TO BE DONE:
Only the lines from the one containing "Mark the mountain" to the end of the records belong in the output; print them exactly.

STORED ROWS:
_ _ _ _ _

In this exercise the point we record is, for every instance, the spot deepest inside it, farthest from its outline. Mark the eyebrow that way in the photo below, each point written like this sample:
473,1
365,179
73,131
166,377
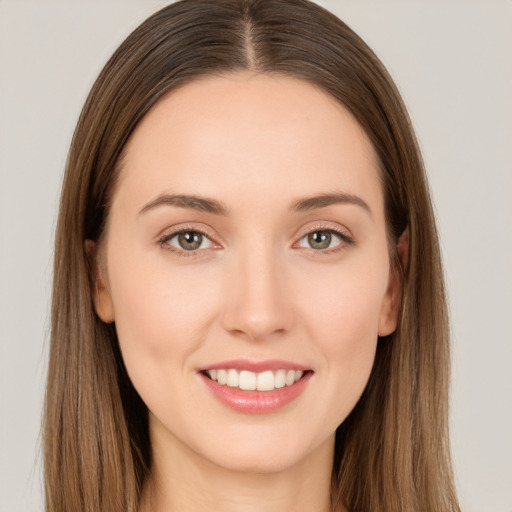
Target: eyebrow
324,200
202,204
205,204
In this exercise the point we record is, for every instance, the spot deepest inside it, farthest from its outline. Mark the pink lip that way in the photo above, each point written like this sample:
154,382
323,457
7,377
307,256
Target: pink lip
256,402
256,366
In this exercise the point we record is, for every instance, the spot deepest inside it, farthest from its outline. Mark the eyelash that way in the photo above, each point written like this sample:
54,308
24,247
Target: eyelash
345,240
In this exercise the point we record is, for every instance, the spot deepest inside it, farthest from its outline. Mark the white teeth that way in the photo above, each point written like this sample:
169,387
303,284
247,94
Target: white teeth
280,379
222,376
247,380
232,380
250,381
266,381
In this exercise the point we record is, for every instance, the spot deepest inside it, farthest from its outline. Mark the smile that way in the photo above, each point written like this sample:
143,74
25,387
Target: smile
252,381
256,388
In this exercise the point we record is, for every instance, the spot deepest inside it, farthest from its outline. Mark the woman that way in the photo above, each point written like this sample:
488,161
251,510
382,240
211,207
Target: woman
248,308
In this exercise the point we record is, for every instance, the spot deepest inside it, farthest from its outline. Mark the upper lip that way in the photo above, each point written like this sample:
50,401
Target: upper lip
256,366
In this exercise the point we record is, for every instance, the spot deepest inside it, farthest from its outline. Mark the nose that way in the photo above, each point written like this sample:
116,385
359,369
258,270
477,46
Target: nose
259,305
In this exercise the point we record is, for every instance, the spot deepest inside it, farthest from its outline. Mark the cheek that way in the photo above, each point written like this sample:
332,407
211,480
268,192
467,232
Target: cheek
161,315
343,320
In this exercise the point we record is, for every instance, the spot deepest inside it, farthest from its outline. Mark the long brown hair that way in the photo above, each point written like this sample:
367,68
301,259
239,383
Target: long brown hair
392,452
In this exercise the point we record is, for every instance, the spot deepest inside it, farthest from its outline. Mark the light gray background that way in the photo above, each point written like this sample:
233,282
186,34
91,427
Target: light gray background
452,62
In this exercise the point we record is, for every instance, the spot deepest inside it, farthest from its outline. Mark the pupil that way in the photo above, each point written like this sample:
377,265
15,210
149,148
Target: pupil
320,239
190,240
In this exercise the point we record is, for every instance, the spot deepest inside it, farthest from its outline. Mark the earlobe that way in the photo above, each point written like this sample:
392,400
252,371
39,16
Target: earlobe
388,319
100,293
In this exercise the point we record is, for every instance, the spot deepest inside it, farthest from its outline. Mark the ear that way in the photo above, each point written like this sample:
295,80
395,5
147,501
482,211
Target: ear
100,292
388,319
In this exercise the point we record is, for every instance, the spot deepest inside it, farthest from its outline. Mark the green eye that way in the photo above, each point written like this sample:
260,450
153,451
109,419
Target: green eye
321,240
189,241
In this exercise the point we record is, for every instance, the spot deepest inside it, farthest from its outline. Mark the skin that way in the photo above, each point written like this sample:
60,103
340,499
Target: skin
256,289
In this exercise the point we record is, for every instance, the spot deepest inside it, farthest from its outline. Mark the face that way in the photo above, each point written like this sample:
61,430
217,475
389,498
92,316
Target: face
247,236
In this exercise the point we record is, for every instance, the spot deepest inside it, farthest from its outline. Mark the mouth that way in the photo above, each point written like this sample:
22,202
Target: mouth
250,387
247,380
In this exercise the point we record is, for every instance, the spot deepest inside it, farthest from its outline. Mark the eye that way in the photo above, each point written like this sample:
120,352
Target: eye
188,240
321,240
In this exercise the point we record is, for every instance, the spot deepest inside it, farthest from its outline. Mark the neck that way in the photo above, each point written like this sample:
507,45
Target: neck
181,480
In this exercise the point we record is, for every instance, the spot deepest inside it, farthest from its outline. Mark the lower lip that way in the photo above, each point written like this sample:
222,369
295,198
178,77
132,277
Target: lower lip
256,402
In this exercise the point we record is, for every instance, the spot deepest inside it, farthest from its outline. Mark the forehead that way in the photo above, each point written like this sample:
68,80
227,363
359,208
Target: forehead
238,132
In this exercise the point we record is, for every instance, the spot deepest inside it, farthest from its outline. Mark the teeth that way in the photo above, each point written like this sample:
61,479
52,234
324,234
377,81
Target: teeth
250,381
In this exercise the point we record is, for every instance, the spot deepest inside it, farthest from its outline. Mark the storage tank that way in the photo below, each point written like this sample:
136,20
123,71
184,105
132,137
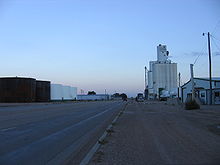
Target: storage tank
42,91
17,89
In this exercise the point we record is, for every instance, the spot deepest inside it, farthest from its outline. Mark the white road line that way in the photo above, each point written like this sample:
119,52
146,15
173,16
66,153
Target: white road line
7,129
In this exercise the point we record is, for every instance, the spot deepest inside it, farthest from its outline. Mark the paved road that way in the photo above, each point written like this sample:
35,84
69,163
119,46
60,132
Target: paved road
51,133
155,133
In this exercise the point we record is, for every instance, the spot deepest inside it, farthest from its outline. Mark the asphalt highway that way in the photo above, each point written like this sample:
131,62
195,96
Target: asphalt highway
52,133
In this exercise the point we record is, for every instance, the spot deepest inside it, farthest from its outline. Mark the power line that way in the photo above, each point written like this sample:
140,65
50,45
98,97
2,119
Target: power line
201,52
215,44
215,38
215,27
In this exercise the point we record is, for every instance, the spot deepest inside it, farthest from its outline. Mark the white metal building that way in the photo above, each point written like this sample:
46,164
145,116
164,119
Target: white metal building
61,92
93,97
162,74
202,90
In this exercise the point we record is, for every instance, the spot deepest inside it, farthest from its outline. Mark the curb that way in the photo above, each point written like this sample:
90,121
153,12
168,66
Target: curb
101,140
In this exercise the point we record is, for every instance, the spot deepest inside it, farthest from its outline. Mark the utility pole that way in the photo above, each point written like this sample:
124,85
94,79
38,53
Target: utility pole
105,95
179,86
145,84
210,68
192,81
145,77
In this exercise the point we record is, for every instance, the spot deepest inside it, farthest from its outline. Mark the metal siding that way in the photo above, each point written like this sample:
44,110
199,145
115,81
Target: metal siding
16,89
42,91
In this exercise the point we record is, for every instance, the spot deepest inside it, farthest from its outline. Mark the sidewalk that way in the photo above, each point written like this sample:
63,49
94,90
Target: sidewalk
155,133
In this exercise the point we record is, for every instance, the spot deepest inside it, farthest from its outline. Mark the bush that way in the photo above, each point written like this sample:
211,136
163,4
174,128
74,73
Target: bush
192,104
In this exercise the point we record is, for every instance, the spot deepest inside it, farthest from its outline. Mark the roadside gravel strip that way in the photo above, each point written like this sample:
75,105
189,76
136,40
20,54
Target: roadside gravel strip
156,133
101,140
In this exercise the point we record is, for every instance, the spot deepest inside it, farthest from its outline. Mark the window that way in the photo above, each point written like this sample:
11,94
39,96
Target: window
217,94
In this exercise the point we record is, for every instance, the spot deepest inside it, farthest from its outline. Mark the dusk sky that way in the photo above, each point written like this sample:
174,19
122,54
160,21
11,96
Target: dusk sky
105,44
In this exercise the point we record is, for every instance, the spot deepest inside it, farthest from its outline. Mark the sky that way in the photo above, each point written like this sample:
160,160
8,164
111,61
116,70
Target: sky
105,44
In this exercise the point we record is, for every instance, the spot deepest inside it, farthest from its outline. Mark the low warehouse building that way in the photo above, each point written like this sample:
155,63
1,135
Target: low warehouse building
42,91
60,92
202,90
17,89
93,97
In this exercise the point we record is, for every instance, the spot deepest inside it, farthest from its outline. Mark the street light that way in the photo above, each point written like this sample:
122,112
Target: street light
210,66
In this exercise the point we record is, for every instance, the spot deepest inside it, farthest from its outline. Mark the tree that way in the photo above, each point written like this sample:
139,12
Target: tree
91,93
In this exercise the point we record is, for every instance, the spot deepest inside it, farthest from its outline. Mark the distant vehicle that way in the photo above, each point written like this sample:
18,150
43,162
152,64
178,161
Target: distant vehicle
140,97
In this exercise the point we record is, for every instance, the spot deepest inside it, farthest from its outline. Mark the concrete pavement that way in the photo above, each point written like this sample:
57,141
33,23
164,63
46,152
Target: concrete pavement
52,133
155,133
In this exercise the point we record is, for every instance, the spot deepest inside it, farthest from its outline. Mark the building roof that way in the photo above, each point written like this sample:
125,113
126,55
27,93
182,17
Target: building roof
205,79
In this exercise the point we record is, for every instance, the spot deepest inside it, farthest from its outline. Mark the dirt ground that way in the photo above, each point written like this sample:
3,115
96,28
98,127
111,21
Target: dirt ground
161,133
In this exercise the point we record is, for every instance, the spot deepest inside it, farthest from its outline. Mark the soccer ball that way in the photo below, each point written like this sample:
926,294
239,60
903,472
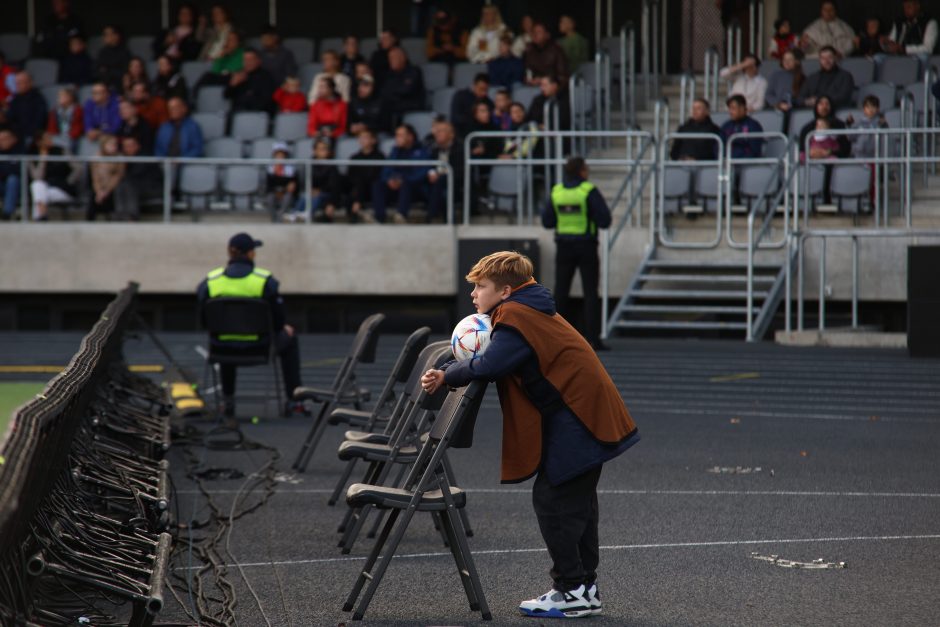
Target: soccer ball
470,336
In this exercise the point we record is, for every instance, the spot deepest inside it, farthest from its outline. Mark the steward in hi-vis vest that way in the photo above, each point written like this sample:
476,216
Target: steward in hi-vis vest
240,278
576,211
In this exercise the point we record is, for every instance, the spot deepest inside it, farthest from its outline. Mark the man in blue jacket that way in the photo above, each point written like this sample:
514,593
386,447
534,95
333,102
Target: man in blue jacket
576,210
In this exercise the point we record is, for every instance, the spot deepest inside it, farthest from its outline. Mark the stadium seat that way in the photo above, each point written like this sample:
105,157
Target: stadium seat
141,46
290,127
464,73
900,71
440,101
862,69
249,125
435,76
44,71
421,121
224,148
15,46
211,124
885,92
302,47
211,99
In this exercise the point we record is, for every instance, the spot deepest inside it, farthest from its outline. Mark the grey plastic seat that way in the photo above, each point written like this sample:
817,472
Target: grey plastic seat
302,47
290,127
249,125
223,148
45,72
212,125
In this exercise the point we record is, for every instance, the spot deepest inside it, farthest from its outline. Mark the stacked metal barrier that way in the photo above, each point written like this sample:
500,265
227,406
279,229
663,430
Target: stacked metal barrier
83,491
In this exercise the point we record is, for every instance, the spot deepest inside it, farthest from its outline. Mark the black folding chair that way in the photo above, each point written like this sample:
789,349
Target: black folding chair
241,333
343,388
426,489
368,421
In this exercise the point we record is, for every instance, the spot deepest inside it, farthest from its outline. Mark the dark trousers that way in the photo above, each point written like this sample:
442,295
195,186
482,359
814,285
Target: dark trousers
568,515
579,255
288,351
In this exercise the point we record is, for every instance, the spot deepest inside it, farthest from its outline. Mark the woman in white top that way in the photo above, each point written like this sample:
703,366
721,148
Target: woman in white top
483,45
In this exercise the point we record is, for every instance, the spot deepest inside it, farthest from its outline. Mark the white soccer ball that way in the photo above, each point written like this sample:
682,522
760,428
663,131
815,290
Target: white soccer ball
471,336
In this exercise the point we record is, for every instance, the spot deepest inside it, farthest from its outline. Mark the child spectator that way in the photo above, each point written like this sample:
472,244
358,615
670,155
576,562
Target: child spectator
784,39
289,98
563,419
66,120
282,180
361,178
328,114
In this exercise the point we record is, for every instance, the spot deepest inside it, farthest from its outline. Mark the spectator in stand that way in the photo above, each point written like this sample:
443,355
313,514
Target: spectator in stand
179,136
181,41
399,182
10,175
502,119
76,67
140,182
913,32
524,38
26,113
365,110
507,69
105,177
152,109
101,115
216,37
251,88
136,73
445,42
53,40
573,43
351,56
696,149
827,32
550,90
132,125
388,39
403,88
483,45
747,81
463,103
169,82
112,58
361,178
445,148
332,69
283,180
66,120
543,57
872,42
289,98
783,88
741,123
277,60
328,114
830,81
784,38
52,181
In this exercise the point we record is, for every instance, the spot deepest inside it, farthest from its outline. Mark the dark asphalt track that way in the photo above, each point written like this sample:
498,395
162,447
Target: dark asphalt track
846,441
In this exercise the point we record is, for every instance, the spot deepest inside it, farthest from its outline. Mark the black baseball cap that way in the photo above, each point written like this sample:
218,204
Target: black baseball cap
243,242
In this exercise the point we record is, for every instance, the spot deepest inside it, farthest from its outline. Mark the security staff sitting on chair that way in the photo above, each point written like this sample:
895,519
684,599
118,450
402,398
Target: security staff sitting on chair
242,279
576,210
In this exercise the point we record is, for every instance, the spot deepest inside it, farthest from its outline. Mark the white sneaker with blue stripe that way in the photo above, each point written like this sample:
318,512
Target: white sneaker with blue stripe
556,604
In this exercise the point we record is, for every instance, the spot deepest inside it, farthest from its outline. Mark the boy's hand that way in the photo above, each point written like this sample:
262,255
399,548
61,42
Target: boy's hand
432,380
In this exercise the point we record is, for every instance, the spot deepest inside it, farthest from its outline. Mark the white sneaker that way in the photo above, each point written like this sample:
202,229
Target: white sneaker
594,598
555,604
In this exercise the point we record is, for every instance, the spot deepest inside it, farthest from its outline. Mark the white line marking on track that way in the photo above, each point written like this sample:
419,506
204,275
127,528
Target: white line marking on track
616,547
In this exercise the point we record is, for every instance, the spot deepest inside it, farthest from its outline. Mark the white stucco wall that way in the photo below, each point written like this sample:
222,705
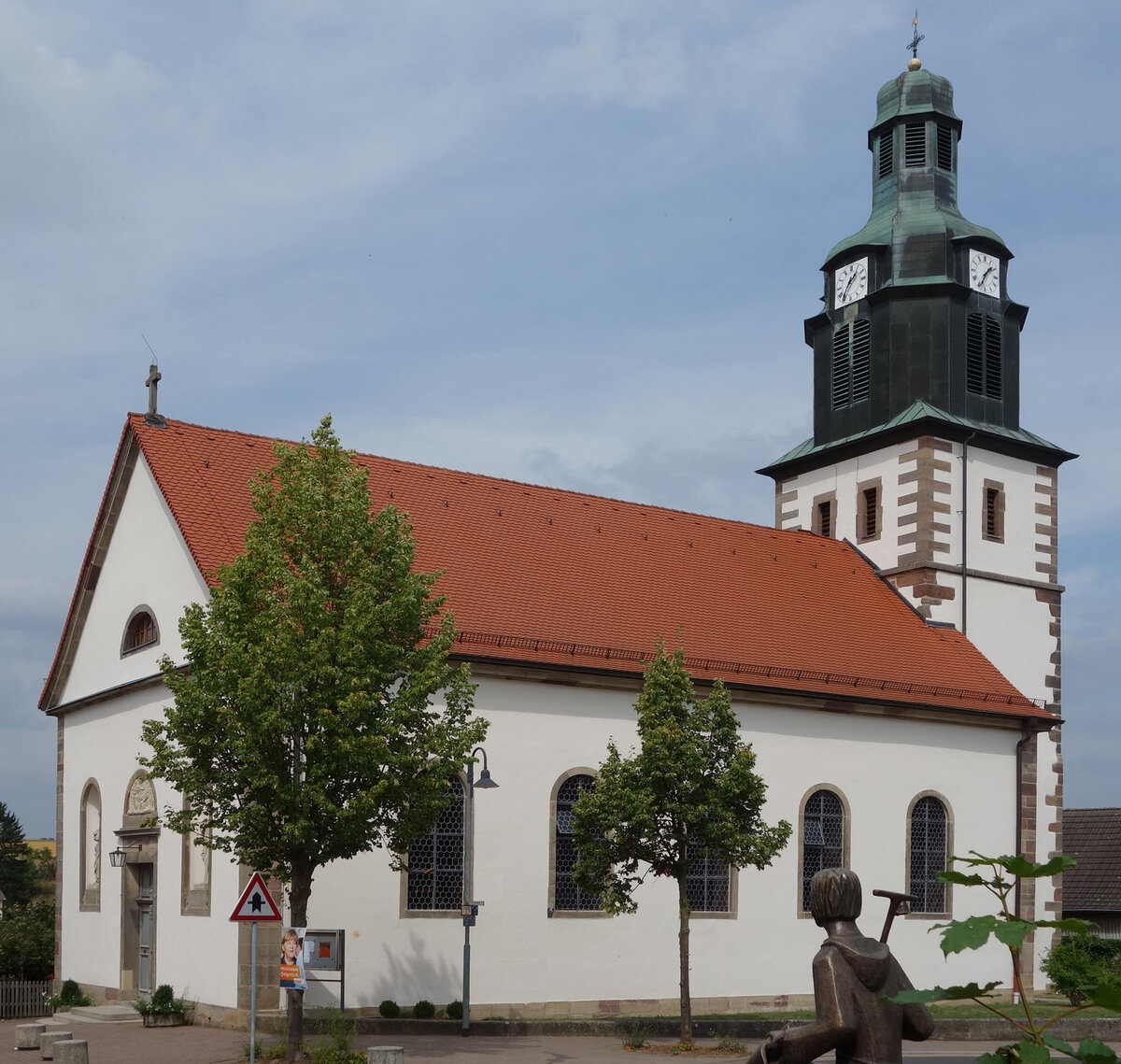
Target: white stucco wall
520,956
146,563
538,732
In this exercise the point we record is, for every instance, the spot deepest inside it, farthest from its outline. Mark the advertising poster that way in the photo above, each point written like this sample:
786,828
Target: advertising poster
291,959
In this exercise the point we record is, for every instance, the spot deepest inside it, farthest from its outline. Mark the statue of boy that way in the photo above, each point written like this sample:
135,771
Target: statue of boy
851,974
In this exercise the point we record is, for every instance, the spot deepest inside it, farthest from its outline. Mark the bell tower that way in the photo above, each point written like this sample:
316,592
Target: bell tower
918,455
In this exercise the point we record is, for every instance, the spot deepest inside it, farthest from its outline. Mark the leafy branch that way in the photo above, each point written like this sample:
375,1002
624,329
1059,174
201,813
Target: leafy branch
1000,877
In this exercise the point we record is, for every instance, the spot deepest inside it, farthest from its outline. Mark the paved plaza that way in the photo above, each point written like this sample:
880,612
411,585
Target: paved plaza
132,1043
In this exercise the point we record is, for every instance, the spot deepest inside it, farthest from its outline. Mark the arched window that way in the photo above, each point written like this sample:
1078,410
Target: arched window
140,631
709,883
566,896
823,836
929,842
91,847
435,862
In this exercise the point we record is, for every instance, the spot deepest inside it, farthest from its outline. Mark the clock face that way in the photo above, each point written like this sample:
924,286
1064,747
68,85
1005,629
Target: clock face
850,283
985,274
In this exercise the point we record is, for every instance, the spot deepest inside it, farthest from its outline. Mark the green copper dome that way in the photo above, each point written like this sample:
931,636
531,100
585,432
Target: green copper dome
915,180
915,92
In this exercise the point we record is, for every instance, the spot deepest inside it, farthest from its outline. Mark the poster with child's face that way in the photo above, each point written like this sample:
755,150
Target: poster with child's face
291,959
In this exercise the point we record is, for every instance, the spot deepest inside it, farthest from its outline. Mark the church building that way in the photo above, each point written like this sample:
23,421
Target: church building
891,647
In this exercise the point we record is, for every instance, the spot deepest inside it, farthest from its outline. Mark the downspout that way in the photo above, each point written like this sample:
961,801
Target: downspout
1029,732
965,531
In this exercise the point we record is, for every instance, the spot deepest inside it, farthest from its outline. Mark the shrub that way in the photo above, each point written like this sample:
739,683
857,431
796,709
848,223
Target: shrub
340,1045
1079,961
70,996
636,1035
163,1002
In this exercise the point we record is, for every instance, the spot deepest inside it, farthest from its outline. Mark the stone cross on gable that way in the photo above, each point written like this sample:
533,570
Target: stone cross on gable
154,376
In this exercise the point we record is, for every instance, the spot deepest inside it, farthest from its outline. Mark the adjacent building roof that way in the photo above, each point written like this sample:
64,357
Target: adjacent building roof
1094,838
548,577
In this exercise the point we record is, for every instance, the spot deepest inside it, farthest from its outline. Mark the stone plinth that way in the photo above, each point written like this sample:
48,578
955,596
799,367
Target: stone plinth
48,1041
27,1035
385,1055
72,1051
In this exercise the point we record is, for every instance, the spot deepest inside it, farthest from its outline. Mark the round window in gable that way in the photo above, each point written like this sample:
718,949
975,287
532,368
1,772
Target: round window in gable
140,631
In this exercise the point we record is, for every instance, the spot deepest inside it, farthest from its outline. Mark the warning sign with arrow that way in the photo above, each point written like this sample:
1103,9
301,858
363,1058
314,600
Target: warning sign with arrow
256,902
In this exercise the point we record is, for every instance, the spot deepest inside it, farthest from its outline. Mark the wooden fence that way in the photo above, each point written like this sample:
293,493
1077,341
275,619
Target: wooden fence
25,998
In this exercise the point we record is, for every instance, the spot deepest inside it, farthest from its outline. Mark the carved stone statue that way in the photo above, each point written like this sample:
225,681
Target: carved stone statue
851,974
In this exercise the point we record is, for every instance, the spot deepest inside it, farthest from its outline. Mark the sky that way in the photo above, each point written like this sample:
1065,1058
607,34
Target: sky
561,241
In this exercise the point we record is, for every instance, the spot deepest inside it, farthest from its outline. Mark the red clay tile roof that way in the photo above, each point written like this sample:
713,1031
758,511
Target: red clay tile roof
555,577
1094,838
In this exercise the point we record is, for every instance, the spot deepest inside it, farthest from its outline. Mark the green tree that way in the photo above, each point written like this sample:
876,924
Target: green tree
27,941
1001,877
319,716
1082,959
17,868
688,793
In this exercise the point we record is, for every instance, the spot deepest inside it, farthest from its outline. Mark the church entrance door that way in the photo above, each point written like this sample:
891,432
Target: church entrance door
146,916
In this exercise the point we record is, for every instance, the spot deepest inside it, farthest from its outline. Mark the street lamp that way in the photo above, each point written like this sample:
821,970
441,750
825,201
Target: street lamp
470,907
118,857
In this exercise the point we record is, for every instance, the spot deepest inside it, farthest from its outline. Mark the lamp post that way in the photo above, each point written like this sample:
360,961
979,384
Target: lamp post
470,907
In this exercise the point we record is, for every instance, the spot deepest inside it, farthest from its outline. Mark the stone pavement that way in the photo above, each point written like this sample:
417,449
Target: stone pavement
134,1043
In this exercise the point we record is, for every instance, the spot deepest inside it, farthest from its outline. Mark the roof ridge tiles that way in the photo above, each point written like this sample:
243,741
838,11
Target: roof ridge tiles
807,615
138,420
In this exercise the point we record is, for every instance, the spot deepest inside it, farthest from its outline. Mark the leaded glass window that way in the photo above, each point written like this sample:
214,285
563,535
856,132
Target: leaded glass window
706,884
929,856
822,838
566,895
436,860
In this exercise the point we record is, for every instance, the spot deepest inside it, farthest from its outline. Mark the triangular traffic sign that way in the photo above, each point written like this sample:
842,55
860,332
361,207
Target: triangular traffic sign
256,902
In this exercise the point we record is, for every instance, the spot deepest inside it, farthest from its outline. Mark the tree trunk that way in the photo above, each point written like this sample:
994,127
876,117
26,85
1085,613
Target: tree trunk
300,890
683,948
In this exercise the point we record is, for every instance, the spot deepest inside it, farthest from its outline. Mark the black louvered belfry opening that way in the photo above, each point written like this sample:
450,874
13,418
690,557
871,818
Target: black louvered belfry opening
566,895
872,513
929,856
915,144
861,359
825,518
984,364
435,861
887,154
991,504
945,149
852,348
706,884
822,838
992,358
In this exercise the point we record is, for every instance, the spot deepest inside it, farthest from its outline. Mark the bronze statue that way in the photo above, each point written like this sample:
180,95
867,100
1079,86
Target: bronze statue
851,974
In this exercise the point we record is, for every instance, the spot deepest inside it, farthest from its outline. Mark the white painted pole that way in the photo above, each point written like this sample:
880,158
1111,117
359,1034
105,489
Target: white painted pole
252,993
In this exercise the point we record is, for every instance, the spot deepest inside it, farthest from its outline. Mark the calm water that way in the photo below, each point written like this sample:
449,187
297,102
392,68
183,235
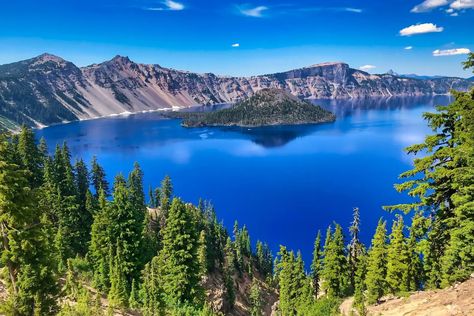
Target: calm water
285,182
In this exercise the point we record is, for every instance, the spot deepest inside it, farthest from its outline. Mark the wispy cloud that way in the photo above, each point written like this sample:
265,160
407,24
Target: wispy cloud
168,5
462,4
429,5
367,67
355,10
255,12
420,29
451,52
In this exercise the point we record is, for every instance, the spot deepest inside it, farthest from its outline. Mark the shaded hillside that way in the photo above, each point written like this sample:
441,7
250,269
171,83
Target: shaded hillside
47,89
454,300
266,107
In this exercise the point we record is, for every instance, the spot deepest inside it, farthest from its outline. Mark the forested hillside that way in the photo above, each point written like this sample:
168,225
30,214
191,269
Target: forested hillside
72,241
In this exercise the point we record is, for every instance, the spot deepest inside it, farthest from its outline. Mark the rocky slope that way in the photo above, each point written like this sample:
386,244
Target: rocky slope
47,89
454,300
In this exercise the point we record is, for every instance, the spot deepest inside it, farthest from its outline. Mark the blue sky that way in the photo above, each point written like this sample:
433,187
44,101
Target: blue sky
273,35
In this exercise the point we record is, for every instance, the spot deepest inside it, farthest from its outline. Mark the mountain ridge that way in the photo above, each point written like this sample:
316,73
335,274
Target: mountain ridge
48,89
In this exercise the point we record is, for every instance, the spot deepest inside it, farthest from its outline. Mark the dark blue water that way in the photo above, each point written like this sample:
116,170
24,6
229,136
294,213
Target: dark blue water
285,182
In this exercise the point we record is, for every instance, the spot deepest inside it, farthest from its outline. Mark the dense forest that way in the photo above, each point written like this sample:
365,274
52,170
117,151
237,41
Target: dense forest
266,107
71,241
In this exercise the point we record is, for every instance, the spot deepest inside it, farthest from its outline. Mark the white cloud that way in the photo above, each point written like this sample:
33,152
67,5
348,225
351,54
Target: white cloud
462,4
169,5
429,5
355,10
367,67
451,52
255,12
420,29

_ _ _ _ _

EXERCISE SOLUTION:
In this exercise the point we record is, for every instance, the spot deepest inside it, farthest from its outline. Mark the mountain ridge that way in the photo above, each point written like this sample:
316,73
335,274
Target: mountain ridge
48,89
In this exercise the point we record is, for every instance, the spot deepest inside it, farthest from its outline. Mark the dark blue water that way in the photo above, each point written like this sample:
116,170
24,6
229,136
294,213
Target: dark blue water
285,182
In this exercise the point we record is, for every instance, the spot deepest inside it, farthest from its outline. Mark the dense forest that way in the photo above, each point written like this sample:
365,274
52,170
117,151
237,41
Target: dense forest
266,107
71,241
In this exercise the point we record is, for every instance, the spot deepest inside it, farthest from its outline. Mark the white cloud that way in the photo above, each point written like this sample:
33,152
67,5
348,225
351,54
Target: white cloud
462,4
169,5
429,5
355,10
367,67
451,52
255,12
420,29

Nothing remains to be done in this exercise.